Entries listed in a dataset

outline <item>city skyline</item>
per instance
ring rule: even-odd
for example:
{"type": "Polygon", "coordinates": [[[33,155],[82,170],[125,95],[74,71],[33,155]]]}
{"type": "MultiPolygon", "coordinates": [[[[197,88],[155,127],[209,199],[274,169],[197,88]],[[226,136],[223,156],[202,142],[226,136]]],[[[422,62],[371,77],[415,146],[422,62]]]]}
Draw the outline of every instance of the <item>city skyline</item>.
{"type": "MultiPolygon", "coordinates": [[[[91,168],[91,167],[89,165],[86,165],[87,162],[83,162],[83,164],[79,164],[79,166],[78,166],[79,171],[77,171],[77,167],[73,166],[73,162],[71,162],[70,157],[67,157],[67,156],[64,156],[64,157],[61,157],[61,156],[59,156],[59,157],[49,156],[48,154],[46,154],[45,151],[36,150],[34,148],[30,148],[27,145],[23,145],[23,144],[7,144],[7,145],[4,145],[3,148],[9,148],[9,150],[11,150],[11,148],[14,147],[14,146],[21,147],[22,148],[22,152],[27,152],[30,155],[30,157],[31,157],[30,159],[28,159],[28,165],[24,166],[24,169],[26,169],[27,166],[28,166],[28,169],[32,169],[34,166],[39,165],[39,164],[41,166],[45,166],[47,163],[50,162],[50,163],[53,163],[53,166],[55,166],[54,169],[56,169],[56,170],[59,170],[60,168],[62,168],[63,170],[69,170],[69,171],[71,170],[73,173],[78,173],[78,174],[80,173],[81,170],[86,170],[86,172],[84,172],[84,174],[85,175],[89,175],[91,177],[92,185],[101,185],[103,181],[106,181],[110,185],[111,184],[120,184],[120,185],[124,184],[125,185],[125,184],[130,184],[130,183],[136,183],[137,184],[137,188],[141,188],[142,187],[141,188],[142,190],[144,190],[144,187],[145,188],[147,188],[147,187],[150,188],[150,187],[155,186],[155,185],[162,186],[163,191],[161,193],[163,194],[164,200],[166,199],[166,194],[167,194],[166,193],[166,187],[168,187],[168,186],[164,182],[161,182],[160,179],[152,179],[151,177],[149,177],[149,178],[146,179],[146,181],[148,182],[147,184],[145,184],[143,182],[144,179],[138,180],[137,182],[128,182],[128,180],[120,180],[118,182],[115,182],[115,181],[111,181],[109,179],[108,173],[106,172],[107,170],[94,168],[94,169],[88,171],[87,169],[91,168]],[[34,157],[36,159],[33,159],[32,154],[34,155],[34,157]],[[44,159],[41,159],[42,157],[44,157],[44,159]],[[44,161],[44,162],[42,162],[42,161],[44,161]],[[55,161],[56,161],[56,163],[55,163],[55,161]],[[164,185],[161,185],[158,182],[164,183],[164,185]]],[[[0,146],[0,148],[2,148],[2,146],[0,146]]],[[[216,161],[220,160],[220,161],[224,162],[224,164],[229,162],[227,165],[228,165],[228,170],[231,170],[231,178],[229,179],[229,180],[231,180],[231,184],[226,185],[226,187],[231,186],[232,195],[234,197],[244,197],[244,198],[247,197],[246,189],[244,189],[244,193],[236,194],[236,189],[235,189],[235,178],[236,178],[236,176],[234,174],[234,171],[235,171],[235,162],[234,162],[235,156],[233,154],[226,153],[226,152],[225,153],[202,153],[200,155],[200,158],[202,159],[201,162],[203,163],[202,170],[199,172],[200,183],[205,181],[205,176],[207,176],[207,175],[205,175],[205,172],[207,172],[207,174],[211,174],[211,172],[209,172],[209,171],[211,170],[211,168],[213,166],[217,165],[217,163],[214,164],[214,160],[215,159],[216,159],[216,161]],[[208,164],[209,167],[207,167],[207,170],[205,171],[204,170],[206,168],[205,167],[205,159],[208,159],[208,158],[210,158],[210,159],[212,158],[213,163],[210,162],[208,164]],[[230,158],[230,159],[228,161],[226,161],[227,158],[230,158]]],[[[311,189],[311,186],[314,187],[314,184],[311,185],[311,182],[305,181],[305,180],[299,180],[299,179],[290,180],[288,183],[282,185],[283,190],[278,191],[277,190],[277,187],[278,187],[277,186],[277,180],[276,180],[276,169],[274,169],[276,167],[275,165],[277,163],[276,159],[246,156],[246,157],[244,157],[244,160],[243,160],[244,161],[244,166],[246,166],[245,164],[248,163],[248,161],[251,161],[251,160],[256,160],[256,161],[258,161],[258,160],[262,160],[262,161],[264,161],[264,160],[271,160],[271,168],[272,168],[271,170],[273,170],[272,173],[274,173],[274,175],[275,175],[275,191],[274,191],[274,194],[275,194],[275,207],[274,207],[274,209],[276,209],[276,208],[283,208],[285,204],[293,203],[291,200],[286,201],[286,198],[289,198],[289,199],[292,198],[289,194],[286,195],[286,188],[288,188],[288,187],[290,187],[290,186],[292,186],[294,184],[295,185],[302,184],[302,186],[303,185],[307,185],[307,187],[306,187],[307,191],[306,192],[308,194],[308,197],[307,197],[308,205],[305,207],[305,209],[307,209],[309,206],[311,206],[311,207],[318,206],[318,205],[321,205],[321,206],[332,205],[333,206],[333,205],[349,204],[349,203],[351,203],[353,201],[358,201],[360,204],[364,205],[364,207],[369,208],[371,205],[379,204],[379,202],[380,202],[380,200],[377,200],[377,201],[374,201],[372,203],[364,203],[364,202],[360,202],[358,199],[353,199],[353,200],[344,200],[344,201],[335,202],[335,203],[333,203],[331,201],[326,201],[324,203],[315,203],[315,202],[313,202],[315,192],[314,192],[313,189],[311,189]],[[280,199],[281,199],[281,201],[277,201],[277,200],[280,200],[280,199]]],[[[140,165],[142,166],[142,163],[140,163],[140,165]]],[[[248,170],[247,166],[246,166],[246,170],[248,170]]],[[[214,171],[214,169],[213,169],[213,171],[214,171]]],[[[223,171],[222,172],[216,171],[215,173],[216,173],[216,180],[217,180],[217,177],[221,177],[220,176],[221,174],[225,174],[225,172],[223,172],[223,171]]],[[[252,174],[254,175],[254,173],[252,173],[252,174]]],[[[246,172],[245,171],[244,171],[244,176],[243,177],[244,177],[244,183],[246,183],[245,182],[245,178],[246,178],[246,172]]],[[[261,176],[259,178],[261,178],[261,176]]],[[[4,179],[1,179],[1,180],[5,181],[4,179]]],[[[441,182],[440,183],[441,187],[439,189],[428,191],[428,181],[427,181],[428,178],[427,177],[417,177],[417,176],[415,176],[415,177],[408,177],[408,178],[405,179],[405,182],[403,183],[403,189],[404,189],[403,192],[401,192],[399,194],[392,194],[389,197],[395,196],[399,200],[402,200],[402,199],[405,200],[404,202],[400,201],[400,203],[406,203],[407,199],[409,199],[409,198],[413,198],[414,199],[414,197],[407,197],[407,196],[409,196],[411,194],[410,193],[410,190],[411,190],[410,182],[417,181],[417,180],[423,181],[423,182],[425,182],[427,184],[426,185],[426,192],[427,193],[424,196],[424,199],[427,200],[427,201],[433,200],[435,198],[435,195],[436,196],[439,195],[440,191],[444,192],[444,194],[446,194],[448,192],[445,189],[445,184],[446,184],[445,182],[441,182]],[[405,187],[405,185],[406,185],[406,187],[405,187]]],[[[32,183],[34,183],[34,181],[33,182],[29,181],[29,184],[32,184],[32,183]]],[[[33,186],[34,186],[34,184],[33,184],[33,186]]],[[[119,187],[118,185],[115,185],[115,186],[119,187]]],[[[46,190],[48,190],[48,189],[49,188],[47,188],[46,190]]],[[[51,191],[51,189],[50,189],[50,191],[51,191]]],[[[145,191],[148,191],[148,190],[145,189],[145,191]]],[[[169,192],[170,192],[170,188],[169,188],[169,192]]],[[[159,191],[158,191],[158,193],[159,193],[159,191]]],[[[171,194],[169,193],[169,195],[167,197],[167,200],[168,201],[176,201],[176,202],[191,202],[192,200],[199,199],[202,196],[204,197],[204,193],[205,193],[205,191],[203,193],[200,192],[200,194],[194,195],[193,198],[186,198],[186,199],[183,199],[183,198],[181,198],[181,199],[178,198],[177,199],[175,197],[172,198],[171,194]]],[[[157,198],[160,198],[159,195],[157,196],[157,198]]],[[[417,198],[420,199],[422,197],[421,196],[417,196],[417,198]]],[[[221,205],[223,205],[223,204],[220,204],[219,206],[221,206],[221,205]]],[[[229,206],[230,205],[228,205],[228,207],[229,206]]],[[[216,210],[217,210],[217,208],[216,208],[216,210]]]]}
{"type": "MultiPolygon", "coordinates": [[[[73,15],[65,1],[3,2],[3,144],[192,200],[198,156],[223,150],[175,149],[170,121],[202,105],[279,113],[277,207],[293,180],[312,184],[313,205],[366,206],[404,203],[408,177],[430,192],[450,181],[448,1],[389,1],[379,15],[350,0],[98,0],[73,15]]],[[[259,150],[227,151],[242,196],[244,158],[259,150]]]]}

> **Instructions to follow**
Can you copy the entries character for character, starting at the first line of the entries and ending at the line that contains "Draw the outline", with both of those lines included?

> **Answer to this task**
outline <item>city skyline</item>
per instance
ring rule: even-odd
for example:
{"type": "Polygon", "coordinates": [[[33,155],[82,170],[125,95],[74,71],[33,155]]]}
{"type": "MultiPolygon", "coordinates": [[[[197,88],[155,127],[209,199],[274,169],[197,88]],[[226,136],[223,156],[202,142],[226,136]]],[[[422,62],[371,77],[415,146],[422,62]]]]}
Draw the outline of every instance of the <item>city skyline</item>.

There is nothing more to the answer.